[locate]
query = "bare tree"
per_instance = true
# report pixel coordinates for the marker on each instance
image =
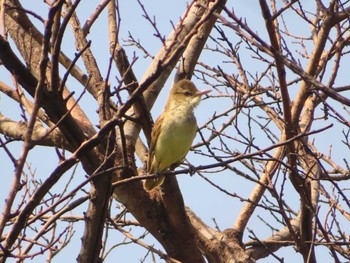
(281, 87)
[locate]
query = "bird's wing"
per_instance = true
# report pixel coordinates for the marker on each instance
(154, 137)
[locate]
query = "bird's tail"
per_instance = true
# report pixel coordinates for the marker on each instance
(150, 184)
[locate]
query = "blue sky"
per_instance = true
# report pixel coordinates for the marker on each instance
(207, 204)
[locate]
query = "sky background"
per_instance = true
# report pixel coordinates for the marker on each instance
(209, 205)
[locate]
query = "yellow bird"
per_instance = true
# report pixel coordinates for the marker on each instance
(174, 130)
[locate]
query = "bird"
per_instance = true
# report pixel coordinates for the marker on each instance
(173, 131)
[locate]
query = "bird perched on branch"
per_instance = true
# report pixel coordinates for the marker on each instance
(174, 131)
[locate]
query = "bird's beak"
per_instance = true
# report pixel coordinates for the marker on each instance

■ ■ ■

§ **YOUR GOAL**
Transcribe every line in the entries above, taking out only the images.

§ **THE COMPLETED TASK**
[locate]
query = "bare tree"
per_instance = true
# report pixel coordinates for the marker on each instance
image =
(281, 87)
[locate]
query = "bird's wing"
per_instance = true
# report pixel coordinates for the marker on each instance
(154, 137)
[locate]
query = "bird's tail"
per_instance = true
# report pixel coordinates for the marker on each instance
(150, 184)
[locate]
query = "blue sky"
per_instance = true
# report pixel coordinates for the marker on each instance
(207, 204)
[locate]
query = "sky background"
per_instance = true
# report pixel coordinates for the marker on each instance
(209, 205)
[locate]
query = "yellow bird"
per_instance = true
# report pixel coordinates for the marker on each instance
(174, 130)
[locate]
query = "bird"
per_instance = true
# report pixel coordinates for the marker on each instance
(173, 131)
[locate]
query = "bird perched on branch"
per_instance = true
# report pixel coordinates for the marker on each instance
(174, 131)
[locate]
query = "bird's beak"
per_instance = true
# report pixel coordinates for the marker on each instance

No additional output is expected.